* What to produce *
Figure out how many lines in the records below hold the string "outline". That number alone is the answer.

* Provided material *
--------------------------------

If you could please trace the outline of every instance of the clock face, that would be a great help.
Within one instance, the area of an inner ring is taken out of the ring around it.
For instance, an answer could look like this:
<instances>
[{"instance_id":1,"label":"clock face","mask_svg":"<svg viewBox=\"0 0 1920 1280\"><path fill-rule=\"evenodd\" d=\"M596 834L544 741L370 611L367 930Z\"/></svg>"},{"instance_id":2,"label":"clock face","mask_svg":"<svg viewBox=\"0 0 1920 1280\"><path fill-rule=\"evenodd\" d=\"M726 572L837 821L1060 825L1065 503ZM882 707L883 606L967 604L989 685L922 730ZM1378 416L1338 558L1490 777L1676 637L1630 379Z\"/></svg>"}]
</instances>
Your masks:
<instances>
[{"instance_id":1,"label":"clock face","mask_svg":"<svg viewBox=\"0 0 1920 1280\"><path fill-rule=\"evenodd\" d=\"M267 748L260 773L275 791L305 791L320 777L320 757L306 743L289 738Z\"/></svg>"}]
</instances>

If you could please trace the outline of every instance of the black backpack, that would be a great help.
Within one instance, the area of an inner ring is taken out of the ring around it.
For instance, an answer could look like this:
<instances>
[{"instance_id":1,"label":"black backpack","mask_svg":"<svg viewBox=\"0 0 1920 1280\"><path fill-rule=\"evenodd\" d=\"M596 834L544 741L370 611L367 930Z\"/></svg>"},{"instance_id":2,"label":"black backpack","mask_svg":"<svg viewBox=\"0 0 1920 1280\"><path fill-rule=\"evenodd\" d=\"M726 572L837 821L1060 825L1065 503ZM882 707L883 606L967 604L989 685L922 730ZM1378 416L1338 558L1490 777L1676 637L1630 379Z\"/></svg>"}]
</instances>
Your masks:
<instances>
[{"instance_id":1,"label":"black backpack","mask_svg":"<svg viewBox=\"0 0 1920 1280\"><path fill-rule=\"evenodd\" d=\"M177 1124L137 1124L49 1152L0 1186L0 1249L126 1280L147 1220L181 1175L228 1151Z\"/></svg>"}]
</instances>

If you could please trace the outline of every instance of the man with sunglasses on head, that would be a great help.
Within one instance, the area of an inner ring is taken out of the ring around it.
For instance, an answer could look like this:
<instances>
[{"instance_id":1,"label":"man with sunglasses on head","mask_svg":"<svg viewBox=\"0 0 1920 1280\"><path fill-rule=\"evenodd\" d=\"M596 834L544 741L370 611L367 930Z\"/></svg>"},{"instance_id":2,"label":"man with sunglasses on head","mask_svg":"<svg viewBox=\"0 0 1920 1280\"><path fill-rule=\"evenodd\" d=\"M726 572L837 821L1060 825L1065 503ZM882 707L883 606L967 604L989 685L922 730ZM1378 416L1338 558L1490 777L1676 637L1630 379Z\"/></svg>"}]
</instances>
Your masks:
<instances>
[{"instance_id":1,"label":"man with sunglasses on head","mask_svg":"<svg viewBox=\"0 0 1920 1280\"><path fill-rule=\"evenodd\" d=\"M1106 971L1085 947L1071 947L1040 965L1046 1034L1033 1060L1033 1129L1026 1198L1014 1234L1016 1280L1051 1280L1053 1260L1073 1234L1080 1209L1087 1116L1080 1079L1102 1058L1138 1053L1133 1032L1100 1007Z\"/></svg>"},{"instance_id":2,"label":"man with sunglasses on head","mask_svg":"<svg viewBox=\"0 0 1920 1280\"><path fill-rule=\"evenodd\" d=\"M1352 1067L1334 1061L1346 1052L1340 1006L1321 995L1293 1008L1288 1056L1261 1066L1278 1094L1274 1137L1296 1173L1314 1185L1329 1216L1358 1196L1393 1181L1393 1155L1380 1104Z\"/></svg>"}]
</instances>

--------------------------------

* Your response *
3